:: Prompt ::
Repeat the entries that follow, exactly as they are written.

:: Material provided ::
===============
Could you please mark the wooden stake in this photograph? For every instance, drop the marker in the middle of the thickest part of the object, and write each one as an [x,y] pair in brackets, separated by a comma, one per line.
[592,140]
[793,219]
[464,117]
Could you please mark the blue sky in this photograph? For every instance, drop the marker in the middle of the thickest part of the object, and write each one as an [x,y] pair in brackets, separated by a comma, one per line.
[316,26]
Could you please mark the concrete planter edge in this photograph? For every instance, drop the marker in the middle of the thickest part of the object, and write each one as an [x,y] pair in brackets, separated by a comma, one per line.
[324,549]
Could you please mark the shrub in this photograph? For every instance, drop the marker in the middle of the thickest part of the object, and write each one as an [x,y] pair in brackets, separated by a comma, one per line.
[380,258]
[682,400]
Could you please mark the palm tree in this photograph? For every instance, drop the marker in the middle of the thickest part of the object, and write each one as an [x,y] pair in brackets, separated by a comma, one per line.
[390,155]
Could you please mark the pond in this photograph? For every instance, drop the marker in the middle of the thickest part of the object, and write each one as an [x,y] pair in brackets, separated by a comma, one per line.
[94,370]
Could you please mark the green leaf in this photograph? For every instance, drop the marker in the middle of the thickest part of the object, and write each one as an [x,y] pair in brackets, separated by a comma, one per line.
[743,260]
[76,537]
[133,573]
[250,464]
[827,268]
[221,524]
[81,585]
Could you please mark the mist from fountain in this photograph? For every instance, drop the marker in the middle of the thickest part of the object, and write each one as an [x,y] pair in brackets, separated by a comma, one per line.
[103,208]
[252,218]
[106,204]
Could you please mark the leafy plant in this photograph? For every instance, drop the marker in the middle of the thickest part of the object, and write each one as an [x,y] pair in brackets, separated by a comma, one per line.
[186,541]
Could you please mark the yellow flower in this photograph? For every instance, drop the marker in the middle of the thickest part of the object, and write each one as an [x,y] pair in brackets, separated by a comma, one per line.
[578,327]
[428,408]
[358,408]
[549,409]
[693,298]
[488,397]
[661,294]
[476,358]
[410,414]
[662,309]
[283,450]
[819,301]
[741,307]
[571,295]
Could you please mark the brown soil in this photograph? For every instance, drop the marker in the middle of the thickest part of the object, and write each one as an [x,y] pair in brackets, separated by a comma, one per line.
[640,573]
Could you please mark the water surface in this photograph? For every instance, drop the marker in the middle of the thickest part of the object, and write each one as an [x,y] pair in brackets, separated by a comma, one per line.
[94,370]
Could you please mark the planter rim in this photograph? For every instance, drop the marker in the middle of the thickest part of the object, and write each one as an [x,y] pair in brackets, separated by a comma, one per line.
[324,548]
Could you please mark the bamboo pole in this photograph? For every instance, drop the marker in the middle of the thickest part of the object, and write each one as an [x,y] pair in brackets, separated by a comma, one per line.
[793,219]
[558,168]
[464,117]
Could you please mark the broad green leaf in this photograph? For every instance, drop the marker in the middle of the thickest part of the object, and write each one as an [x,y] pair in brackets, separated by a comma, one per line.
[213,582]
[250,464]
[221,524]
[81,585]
===============
:: Answer area ::
Could you please mark the wooden stake in this photograph? For every instance, drop the marker in the middle of the thickest part of the object, and write each one as an [x,y] pair in brackets, separated by a comma, one per line.
[592,140]
[793,219]
[464,117]
Could you please mark the blue sky in this photograph? For every instance, drop the marker in the middle of the thickest part of the object, and write each one as an [x,y] pair in brackets, separated by a comma, one per line.
[316,26]
Could you please mark the concrete planter edge in this photograph? For every instance, drop the marker in the middle of the thickest part of the object, and write each one as an [x,y] pair in brackets, separated by a comma, one per line.
[324,549]
Could you please mark the shrub in this photograph? For every instance, drop the marker in the middle of the thickest part of the object, and write each one as an [x,y] pair in brackets, separated by a comma, one per line.
[380,258]
[682,400]
Could you please mark the palm tree in this photograph? For every instance, drop the marker in the middle of the thickest part of the object, and write each one as an [x,y] pair in brackets, separated by a comma, one per line.
[390,155]
Could you please mark the pond in this photograph? For every instance, drop the marker in the middle of the thickest part of the object, and write each one as an [x,y] pair in brackets, separated by a comma, one per line.
[94,370]
Could you please mark the green leaf in this photograph? For every instance, drop the marker in the middle of the thickest part of the object, and write each one as an [x,y] pair in brackets, separated by a comma, one per line.
[743,260]
[76,537]
[133,573]
[250,464]
[827,268]
[221,524]
[81,585]
Could you please mark the mist from fountain in this photograph? For every instance, drop the marker in the middle of the thickest part of the object, and write each one as an [x,y] pair in brackets, separated by a comma, one per line.
[103,208]
[252,218]
[106,204]
Could you please mark the leafy plant in this photograph? For every instance, drop the marker in the middle of the thickest part of the object, and write each one as an [x,y] pair in brackets, separated by a comma, one per line.
[186,541]
Could you please mark the yellow flower in this photograph? For every instance, drop the marker in the middle of the thickest part of the object, and write each one as an [x,y] pair in brackets, separated by a comma, one per line.
[578,327]
[428,408]
[358,408]
[549,409]
[693,298]
[488,397]
[661,294]
[476,358]
[410,414]
[662,309]
[283,450]
[819,301]
[741,307]
[571,295]
Could you please mark the brown soil in this photograph? For every instance, drop the marker in the middle of the thickest part of the object, and write each one as an [x,y] pair in brackets, separated by a comma, one per line.
[640,573]
Could you please mark the water surface in this photograph? For every instance, drop the marker in the middle of the thickest part of the object, and write each one as an [x,y] pair in brackets, separated by a comma, one per line.
[94,370]
Could you please mark the planter rim in this photograph? For every instance, drop the marker in the middle of the thickest part of the object, and write each one as an [x,y] pair in brackets, separated by a comma, one per line.
[324,548]
Could you please mark the bamboo pole in this photograph? For every instance, drop the marker in the middle of the thickest part of the object, and write each one as an [x,y] pair in brackets, separated by a comma, one per line.
[793,219]
[558,168]
[464,117]
Could you please mark the broad green leaf in this photograph? For every instance, drop the marker in the middle of the thickest part of the object, and write each one as an [x,y] pair in brackets, separated by a comma, one per line.
[213,582]
[250,464]
[221,524]
[81,585]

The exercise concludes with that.